What is expected: Output all of the records word for word and drop the images.

Dataset items:
※

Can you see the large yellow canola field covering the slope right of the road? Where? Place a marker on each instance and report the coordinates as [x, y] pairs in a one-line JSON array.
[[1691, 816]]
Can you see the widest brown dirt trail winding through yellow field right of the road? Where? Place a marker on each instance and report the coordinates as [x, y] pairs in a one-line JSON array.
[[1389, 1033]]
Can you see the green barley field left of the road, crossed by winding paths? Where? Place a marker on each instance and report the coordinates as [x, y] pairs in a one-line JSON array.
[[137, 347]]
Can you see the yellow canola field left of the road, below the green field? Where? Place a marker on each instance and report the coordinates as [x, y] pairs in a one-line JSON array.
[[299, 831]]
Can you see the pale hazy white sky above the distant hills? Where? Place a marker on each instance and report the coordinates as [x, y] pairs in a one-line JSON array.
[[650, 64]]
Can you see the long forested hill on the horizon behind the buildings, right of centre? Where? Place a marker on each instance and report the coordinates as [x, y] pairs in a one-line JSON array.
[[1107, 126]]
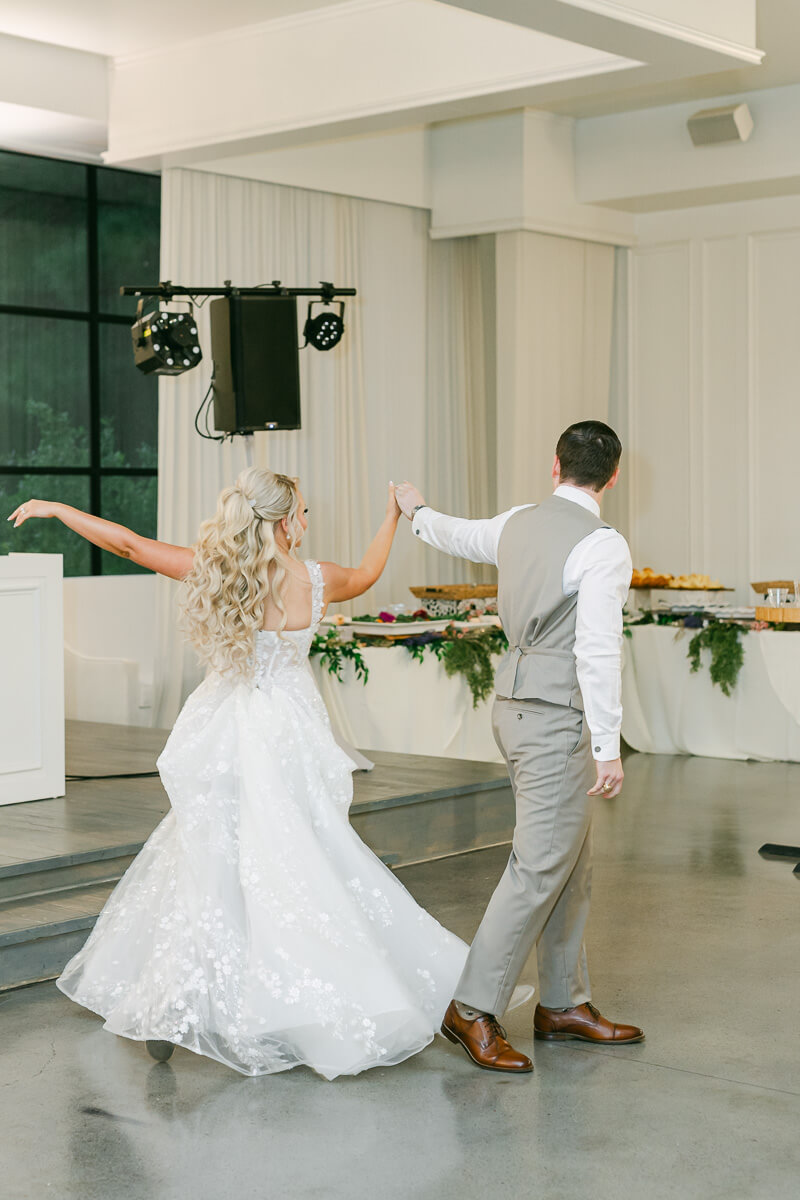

※

Solution to this task:
Can you see the large yellow canola field covering the slope right of the road? Where? Place a marker on each instance and report the coordinates as [x, y] pairs in a one-line JSON array.
[[1691, 816]]
Can you see the widest brown dirt trail winding through yellow field right of the road? Where? Place a marker on each instance and report the coordinates as [x, y] pairs in a one-line JSON array.
[[1389, 1033]]
Can you see the green barley field left of the road, crossed by winding paths? Where? Place a marker on each instance and report the coordinates as [x, y] pairs in a one-line JSON array.
[[137, 347]]
Can you see the yellow canola field left of the road, below the green field? Where? Place a marker on each instance and report the coordinates as [x, y] pairs in a one-line JSON array.
[[299, 831]]
Can you see the pale hazy white sky above the distant hills? Where? Place a marker on each instance and report the coordinates as [x, y] pairs in a one-line JSON array.
[[650, 64]]
Can you see the long forested hill on the horizon behind the buildings, right of centre? Where? Place a marker on each instance and report the coordinates as [x, y] pairs in a one-line JSON array.
[[1107, 126]]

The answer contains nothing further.